• [Data listing]
--------

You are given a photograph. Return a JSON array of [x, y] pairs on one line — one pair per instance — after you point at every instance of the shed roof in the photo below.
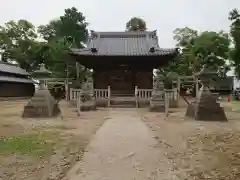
[[13, 69], [15, 79], [140, 43]]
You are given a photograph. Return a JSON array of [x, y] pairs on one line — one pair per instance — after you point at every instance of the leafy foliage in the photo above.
[[198, 49], [19, 42], [136, 24]]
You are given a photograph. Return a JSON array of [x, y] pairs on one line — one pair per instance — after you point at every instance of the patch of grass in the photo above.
[[39, 144]]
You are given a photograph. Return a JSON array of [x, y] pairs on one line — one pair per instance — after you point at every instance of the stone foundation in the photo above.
[[205, 108], [41, 105]]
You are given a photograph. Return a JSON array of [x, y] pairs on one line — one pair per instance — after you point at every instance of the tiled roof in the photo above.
[[123, 44], [12, 69], [14, 79]]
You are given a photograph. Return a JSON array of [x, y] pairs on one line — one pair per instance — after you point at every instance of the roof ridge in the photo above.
[[95, 34]]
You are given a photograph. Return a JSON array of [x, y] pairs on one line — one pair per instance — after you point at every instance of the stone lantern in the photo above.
[[206, 107], [42, 104], [157, 101]]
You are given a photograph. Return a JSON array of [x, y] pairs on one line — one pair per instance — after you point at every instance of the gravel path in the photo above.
[[123, 148]]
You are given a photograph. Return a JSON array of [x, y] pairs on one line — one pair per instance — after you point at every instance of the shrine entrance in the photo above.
[[122, 80]]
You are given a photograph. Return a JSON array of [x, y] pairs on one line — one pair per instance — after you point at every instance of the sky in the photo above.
[[109, 15]]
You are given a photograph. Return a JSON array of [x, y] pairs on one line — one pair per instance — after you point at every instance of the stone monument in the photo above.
[[42, 104], [205, 107], [157, 101], [87, 100]]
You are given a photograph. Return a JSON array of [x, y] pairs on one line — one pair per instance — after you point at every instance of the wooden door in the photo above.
[[122, 81]]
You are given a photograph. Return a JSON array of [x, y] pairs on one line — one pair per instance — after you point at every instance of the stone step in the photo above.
[[123, 106]]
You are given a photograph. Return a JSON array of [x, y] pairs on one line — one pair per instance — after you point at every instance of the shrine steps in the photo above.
[[126, 102]]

--------

• [Problem to solve] Copy out all of the material above word for word, with every line in its original order. Leave out the picture.

• [Output of the exercise]
You are given a photograph. Return a JSON array of [x, y] pairs on one line — one pair per instance — after you point at every instance of the shed roof in the photo below.
[[13, 69], [15, 79], [140, 43]]
You are given a photograph. Return a JSON array of [x, y] pairs on one line — one pair per instance — after you point at every instance of the leafy foliage in the photo above.
[[198, 49], [19, 42], [136, 24]]
You are given a photograph. Return a JSON array of [x, y] pairs on one line — one pair per instance — after you point at every instance of the patch of grass in the photo above.
[[39, 144]]
You are given a photograph. Return a JSON array of [x, y] pairs on one line — one pair per instance — after you point at every instance of the stone foundation in the photo above.
[[205, 108], [41, 105]]
You are given a photograph. Return a JSON array of [x, y] pairs on one line — one pair per instance — after you point at every instance of the tiled roof in the photo above.
[[123, 44], [12, 69], [14, 79]]
You are given a photograph. Return a JSON array of [x, y] pairs on one line — one pair per instance — after you point at every instance of the roof ridge in the photo above.
[[95, 34]]
You are given a photograph. Return a JSON array of [x, y] pairs on one line — one pair per instance — after you point at every instance of the stone lantern in the photo above.
[[206, 107], [42, 104], [157, 101]]
You are given a photograph. Return a JSON array of [x, y] pairs on one line — one pair per instance — after you point at every instance of the gravel path in the photo above.
[[123, 148]]
You are given a photograph. Return a JSON array of [x, y] pairs on one line — one pair per instance — after you point at every instance of the shrine entrance in the photo above.
[[122, 80]]
You are given a photograph. Return a JSON array of [x, y] pairs on one line — one pair per instance — after you point at every instance of the sky in the photo above.
[[109, 15]]
You are given a photograph. Return a JSON array of [x, y] pairs on one line — one pair per instance — after you point at every instance of the stone monument in the photo above.
[[42, 104], [205, 107], [157, 101], [87, 100]]
You are given a photograph. Return a JSON array of [x, y] pairs on one line — one pair per instance — after you point at every instance of the wooden door in the photo above.
[[122, 81]]
You are given a photograph. Return a JSON array of [x, y] pairs on one line — one pair per instance — after you point at every instance of the stone step in the photo above.
[[123, 106]]
You are given a photograph. Return a JSON array of [x, y] pairs on one line — one pair per instance — after you point at every instance of the shrine steps in the photo above.
[[126, 102]]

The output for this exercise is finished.